*SUPPLIED DATA:*
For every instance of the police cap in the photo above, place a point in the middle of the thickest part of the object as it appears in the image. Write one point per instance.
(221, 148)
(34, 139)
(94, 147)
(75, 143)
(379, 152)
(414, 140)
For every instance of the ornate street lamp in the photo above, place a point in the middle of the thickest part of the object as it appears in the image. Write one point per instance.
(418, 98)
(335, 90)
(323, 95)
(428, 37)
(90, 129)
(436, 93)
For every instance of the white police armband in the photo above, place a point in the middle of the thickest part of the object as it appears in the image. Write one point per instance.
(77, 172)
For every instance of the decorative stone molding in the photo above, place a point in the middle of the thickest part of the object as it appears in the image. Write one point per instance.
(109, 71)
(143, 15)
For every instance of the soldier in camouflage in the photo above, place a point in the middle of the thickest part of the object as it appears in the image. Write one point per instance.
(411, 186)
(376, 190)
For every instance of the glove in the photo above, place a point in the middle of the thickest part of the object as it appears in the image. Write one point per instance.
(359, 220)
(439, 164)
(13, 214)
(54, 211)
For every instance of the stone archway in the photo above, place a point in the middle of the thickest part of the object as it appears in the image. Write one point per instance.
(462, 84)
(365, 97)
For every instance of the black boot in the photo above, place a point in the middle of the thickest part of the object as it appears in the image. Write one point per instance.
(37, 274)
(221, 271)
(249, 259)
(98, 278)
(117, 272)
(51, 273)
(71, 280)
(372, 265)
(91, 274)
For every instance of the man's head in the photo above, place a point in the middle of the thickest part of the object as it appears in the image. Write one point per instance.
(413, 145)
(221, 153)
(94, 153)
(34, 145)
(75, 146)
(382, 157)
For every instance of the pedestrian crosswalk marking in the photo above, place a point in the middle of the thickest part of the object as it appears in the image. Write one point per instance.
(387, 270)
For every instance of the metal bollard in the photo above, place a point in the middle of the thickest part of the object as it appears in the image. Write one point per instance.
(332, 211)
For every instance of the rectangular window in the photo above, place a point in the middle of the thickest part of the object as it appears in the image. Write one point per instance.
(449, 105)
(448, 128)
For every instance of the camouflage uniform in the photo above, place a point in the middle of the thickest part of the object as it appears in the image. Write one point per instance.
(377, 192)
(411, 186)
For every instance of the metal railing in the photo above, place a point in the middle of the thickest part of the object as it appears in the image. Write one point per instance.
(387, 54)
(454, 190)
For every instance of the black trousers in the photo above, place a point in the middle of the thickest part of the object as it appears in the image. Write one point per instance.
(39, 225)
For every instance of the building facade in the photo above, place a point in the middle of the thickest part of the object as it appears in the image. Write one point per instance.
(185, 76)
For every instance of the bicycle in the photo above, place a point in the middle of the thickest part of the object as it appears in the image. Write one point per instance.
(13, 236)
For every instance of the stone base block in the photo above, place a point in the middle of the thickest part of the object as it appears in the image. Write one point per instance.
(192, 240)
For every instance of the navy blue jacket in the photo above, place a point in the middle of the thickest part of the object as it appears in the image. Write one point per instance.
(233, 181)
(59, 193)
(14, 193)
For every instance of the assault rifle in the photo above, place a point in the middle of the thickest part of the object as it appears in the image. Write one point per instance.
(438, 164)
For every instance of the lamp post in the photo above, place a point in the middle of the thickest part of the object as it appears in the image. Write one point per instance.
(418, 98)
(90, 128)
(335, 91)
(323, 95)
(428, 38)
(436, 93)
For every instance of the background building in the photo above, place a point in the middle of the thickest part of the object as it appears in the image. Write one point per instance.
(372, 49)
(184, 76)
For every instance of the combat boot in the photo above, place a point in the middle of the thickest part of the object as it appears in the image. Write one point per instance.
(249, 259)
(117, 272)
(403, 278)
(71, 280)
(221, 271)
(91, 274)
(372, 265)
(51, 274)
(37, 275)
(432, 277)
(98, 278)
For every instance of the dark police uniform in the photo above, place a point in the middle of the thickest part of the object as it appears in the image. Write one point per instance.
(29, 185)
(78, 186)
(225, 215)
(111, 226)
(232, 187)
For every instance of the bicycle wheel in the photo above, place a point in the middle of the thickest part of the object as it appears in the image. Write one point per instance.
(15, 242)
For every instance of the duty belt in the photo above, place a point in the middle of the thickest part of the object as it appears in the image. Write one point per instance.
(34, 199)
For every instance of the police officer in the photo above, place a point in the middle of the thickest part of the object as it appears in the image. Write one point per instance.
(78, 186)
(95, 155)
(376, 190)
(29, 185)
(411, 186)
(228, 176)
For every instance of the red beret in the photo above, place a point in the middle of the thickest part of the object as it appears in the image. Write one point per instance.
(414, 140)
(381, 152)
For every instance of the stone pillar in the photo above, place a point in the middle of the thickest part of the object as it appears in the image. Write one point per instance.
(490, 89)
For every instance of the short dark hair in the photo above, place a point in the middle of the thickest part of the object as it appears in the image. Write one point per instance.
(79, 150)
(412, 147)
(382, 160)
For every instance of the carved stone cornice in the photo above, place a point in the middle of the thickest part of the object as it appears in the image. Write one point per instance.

*PROMPT:* Write out the whole listing exactly.

*RESPONSE TO THIS EXERCISE:*
For every instance of the police cap in the photo above, place a point in the middle of the thickest part of the object as it appears in the image. Write one point per instance.
(221, 148)
(34, 139)
(94, 147)
(75, 143)
(379, 152)
(414, 140)
For every instance of the ornate street lamp in the photo above, place a point in the middle of the thickest part of the object as it appears in the image. Write one point per instance.
(418, 98)
(335, 90)
(323, 95)
(428, 37)
(90, 129)
(436, 93)
For every instance of the white police armband in the photo above, place a point in the middle of the thickest part of the object as it appears in the image. Write one point per instance.
(77, 172)
For every instance of the decorative stone molding in the photo above, place a point in the middle of the thickest part of the object as it appears in the image. Write one point per instance.
(109, 71)
(143, 15)
For every instance of the soldier in camouflage in the photo above, place a point in the middle of the thickest part of the object as it appears in the image. Write one point per instance.
(411, 186)
(376, 190)
For every instance of the glove in the photo above, place a point in the middle of the thickest part of the object as it appears in the image. Write one point per instance.
(359, 220)
(439, 164)
(13, 214)
(54, 211)
For every instance of the stone archway in the photo above, place a point in the middle of the thickest part of the object as it appears in the image. Write one point per instance.
(462, 84)
(365, 97)
For every instance of the black boot in the photo above, place a point in the middle of the thickest part of the object as it appears in the image. Write one point per instance.
(37, 274)
(221, 271)
(249, 259)
(98, 278)
(117, 272)
(51, 273)
(71, 280)
(372, 265)
(91, 274)
For every instance of the man's head in the photo above, place a point in the middle of the thickest part of the object as it appears in the image. Write one point per instance.
(413, 145)
(221, 153)
(94, 153)
(34, 145)
(75, 146)
(382, 157)
For every instance of the pedestrian crosswalk marking in the photo above, place a point in the middle of the thickest part of the object as it appears in the image. Write one point per instance.
(387, 270)
For every instance of the metal bollard in the photo above, place a point in the middle of the thickest part of the object as it appears in the image. Write one point per instance.
(332, 211)
For every instance of the rectangular window in the photo above, place a point in the middle of the thickest part of the object as it appears in the image. Write one point per instance.
(449, 105)
(448, 128)
For every instance of the camouflage uniform in the photo above, place a point in the middle of the thickest part of the object as it appears in the image. Write one point per instance.
(377, 192)
(411, 186)
For every instance of the metal railing in the photo above, place a point in the middle of the thickest part of the object as it appears in the image. Write one point per instance.
(387, 54)
(454, 190)
For every instance of the black trousers in the photo above, place a point in the middle of the thickest part of the object as it appears in the image. Write one point per instance.
(39, 225)
For every instance of the building facade in the photo above, place a point in the middle of the thickest part of the object as it appears in the image. Write one point per instance.
(185, 76)
For every instance of the bicycle in the photo above, place a point in the middle of the thickest part of the object as it appears in the image. Write one point per instance.
(13, 236)
For every instance of the stone base block in the photo above, place a point in the middle of the thickest part of the object as it appears in the image. Write one point per instance.
(192, 240)
For every instance of the navy blue jacket in the photo above, place a point in the middle of the thickest part of the object as it appears in the image. Write one point per instance.
(233, 181)
(59, 193)
(14, 193)
For every instance of the assault rifle in the photo above, place a point in the middle of the thickest part of the object as it appears in the image. Write one point per instance.
(438, 164)
For every instance of the lamp post in the photo above, place a point in the middle of the thickest part of the object as it appears in the image. Write one point per instance.
(418, 98)
(90, 128)
(335, 91)
(323, 95)
(428, 38)
(436, 93)
For every instance of the background building in the photo above, place a point in the middle of the thickest part of the object as it appears in the image. Write one point per instance.
(372, 49)
(184, 76)
For every instance of the combat boot in the photo above, place a point in the middle of the thickest part of the object as it appears in the image. Write one point per instance.
(249, 259)
(117, 272)
(403, 278)
(71, 280)
(221, 271)
(91, 274)
(372, 265)
(51, 274)
(37, 275)
(432, 277)
(98, 278)
For every instance of the dark police uniform in the photo above, place a point in the middle of the thickest part of the object as it appears in the image. Write one point per instance.
(29, 185)
(78, 186)
(225, 215)
(111, 226)
(232, 187)
For every instance of the bicycle wheel in the photo above, place a point in the middle of the thickest part of the object as it appears in the image. Write one point per instance.
(15, 242)
For every instance of the duty belt in the photo above, place a point in the middle of the thickest part of the object as it appears in the image. Write one point per instance.
(34, 199)
For every instance of the police officer in the photo above, place a point in the middle of the thickest part of the object as it appears in the image. Write one point per instance.
(78, 186)
(95, 155)
(376, 190)
(29, 185)
(411, 186)
(228, 176)
For every instance of the red beret in the photo above, place a point in the middle of the thickest part of the object as it appears in the image. Write one point per instance.
(414, 140)
(381, 152)
For every instance of the stone pillar in the photo above, place a point in the middle of the thickest part of the object as it appears in the image. Write one point per instance.
(490, 89)
For every instance of the short dark hair in the photo above, place a point in the middle of the thickest part of the object as it appears in the image. Write one point per instance.
(79, 150)
(412, 147)
(382, 160)
For every instance of the carved stone cornice in the photo above, place a point in the middle of the thickest part of the object as it appears in the image. Write one point per instance.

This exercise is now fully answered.